(OBJECTIF DE L'EXERCICE) D'après le texte extrait, qui a forgé le slogan évoqué au début ?

(TEXTE EXTRAIT)
::::::::

Ce slogan intrigant – forgé par la suffragiste Zofia Daszyńska-Golińska dans les années 1920 pour incarner les utopies modernistes de la jeune Pologne – pourrait incarner l’esprit de l’École venue s’installer à Lyon à l’orée du XXIe siècle. L’espoir d’un nouveau départ anime le clan des bâtisseurs, des pionnières et des maïeuticiens de toute espèce. En septembre 2002, nous étions dans les premières générations d’élèves à ne pas avoir connu l’avant, mais nous comptions bien imaginer notre après, dans ce lieu fraîchement bâti pour accueillir nos rêves, et qu’il nous incombait d’inventer.

::::::::

Éléments conservés d'une collection
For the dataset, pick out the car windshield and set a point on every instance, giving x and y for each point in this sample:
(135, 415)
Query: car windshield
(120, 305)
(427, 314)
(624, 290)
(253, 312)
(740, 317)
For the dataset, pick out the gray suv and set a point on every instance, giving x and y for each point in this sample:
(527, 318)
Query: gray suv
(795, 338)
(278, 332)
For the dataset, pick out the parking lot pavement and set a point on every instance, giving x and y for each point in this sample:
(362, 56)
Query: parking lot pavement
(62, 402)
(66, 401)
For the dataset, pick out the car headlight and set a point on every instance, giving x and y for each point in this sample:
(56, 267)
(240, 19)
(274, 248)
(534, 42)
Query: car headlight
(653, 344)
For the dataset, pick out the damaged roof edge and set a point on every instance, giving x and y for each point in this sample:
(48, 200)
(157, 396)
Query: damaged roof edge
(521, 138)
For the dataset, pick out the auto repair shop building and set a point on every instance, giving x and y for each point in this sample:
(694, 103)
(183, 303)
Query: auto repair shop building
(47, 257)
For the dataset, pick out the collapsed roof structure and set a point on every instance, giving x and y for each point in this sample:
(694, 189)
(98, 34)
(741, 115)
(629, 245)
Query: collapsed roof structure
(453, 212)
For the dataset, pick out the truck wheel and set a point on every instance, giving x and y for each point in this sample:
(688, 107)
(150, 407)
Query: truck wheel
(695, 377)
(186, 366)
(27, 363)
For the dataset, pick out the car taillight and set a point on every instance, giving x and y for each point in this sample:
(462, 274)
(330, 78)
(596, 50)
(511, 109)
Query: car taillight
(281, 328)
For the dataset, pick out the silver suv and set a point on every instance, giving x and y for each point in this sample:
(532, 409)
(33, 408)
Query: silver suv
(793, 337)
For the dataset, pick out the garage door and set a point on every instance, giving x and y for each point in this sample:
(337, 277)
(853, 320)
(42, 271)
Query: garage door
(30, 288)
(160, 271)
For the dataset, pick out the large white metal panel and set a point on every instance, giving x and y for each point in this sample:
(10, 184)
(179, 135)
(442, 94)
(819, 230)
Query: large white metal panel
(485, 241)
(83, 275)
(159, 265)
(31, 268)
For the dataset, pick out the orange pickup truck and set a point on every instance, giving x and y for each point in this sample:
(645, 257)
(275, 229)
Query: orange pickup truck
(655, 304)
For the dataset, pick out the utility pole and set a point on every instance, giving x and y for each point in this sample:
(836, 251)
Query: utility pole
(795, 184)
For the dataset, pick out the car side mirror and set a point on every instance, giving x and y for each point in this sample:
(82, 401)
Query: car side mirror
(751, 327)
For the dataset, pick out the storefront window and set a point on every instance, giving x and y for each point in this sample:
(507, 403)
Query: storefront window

::::::::

(RÉPONSE CI-DESSOUS) La suffragiste Zofia Daszyńska-Golińska.